'''
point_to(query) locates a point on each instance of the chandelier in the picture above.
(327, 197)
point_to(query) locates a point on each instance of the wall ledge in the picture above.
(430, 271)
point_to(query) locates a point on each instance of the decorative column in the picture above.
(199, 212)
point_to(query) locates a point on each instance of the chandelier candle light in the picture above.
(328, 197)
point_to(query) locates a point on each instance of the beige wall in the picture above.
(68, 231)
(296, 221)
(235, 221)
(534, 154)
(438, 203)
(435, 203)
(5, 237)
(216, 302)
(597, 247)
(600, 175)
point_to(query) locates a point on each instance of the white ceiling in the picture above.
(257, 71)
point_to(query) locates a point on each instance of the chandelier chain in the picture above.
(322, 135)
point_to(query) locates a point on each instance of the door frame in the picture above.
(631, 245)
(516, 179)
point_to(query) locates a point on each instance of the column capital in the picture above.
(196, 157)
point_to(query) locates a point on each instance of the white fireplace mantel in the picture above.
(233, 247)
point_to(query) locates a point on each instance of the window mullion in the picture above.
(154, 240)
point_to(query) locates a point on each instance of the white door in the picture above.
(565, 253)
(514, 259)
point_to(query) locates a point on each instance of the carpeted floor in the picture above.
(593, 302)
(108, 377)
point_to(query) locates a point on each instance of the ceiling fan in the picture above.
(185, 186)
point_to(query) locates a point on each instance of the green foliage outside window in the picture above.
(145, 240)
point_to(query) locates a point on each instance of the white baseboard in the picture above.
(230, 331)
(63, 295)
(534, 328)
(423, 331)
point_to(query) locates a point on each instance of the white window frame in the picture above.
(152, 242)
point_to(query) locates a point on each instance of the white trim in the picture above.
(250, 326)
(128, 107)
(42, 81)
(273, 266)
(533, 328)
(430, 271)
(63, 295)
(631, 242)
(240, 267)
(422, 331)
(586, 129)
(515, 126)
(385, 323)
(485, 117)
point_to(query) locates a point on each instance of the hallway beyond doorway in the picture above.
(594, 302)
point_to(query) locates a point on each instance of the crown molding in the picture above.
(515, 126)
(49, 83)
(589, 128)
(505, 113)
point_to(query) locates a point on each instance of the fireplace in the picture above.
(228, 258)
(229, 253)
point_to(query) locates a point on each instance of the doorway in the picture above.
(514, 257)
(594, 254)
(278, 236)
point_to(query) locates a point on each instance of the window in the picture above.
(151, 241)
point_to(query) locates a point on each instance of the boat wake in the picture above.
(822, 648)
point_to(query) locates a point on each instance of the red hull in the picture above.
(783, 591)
'''
Could you reproduce every record above exactly as it appears?

point_to(query) locates a point on each instance of the chandelier in the picture above.
(327, 197)
point_to(query) locates a point on each instance of the wall ledge in the picture above.
(430, 271)
point_to(query) locates a point on each instance of the decorative column in the picture above.
(199, 212)
point_to(query) locates a point on each instance of the chandelier candle light in the picture above.
(328, 197)
point_to(query) locates a point on each instance of the beige wall in the picture above.
(68, 231)
(296, 221)
(235, 221)
(534, 154)
(438, 203)
(435, 203)
(5, 237)
(216, 302)
(597, 247)
(600, 175)
point_to(query) locates a point on each instance of the white ceiling in the picture above.
(257, 71)
point_to(query) locates a point on each instance of the chandelier chain in the picture above.
(322, 135)
point_to(query) locates a point on each instance of the door frame in the picture above.
(631, 245)
(516, 179)
point_to(query) locates a point on each instance of the column capital in the picture above.
(196, 157)
point_to(query) locates a point on each instance of the white fireplace mantel in the picture above.
(233, 247)
point_to(query) locates a point on each instance of the window mullion in the picture above.
(154, 240)
point_to(query) locates a point on each instance of the white door in the picture above.
(565, 253)
(514, 259)
point_to(query) locates a point on each instance of the carpeted floor in the picture above.
(593, 302)
(108, 377)
point_to(query) locates a point on each instance of the ceiling fan in the picture above.
(185, 186)
point_to(query) locates a point on each instance of the green foliage outside window in the picture above.
(145, 240)
point_to(query) locates a point on each instance of the white baseboard in the picture above.
(230, 331)
(63, 295)
(534, 328)
(423, 331)
point_to(query) locates a point on each instance of the white window frame in the picture above.
(152, 242)
point_to(query) locates a point on each instance of the white trim in the picture above.
(250, 326)
(128, 107)
(42, 81)
(273, 266)
(533, 328)
(430, 271)
(63, 295)
(631, 242)
(240, 267)
(422, 331)
(586, 129)
(515, 126)
(385, 323)
(485, 117)
point_to(query) locates a point on each instance of the hallway beyond doorway in the picture above.
(594, 302)
point_to(query) locates a point on each instance of the crown molding in the picture above.
(515, 126)
(49, 83)
(589, 128)
(505, 113)
point_to(query) locates a point on each instance of the fireplace in the picture above.
(228, 258)
(229, 253)
point_to(query) locates a point on each instance of the doorway in the picture above.
(514, 257)
(594, 254)
(278, 236)
point_to(query) locates a point on each instance of the window in the picture above.
(151, 241)
point_to(query) locates a point on each instance of the boat wake in the picture above.
(822, 648)
point_to(query) locates a point on each instance of the red hull in the picture above.
(783, 591)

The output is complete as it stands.